-- BEGIN RECORD SET --

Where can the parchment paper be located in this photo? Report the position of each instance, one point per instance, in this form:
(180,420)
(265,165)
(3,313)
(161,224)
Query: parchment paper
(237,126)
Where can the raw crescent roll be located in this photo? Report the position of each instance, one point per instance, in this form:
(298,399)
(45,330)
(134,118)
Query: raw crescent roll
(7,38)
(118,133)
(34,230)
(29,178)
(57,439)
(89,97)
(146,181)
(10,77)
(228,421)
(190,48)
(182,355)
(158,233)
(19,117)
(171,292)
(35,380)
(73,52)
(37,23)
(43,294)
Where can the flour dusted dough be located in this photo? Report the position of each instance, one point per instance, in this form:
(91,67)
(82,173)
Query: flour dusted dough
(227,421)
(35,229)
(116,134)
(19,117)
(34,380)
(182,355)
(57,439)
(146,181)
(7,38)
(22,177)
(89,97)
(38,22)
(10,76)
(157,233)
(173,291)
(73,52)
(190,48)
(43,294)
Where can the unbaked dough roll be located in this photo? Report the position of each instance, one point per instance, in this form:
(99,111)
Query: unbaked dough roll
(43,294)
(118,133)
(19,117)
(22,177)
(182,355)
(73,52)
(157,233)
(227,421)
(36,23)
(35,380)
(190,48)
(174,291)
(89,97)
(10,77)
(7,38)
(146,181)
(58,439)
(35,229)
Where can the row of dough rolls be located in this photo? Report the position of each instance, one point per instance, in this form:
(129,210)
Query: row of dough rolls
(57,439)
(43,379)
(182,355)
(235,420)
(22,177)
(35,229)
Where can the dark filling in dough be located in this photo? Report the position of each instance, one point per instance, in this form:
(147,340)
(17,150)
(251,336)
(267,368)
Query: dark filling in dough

-- END RECORD SET --

* TASK BRIEF *
Copy the whole listing above word for word, line by line, without changing anything.

* COMPLETE OUTPUT *
Where can the parchment paper be located in this photo? Report the position of each instance, one point per instance, in this form:
(180,420)
(265,165)
(3,313)
(161,224)
Query: parchment paper
(237,126)
Where can the raw crescent roll be located in this photo? Report the position of each instance, one point per instance, in this form:
(298,399)
(45,330)
(134,118)
Query: raw crescent roll
(7,38)
(118,133)
(34,230)
(29,178)
(57,439)
(89,97)
(146,181)
(10,77)
(228,421)
(190,48)
(182,355)
(158,233)
(19,117)
(171,292)
(35,380)
(73,52)
(37,23)
(43,294)
Where can the flour dusted dough be located in this photo? Report the position of each instance, one point per instance, in this form:
(91,67)
(82,173)
Query: flour dusted dough
(227,421)
(35,229)
(116,134)
(19,117)
(34,380)
(182,355)
(57,439)
(146,181)
(7,38)
(22,177)
(89,97)
(38,22)
(10,76)
(157,233)
(173,291)
(73,52)
(190,48)
(43,294)
Where can the unbaked dough roll be located in this photo? Report the position of each instance, one point per instance, in this form:
(99,111)
Query: unbaked dough roll
(43,294)
(118,133)
(19,117)
(22,177)
(182,355)
(73,52)
(157,233)
(227,421)
(36,23)
(35,380)
(190,48)
(174,291)
(89,97)
(10,77)
(7,38)
(146,181)
(58,439)
(35,229)
Where can the row of dough rolls be located in this photo? Report the position of each instance, one point per instance, in this form:
(129,210)
Query: row of dough rolls
(57,439)
(43,379)
(182,355)
(235,420)
(22,177)
(35,229)
Where can the dark filling in dough be located in this photo? Report the position of each instance, one point per instance, in this form:
(147,340)
(17,150)
(251,336)
(267,368)
Query: dark filling in dough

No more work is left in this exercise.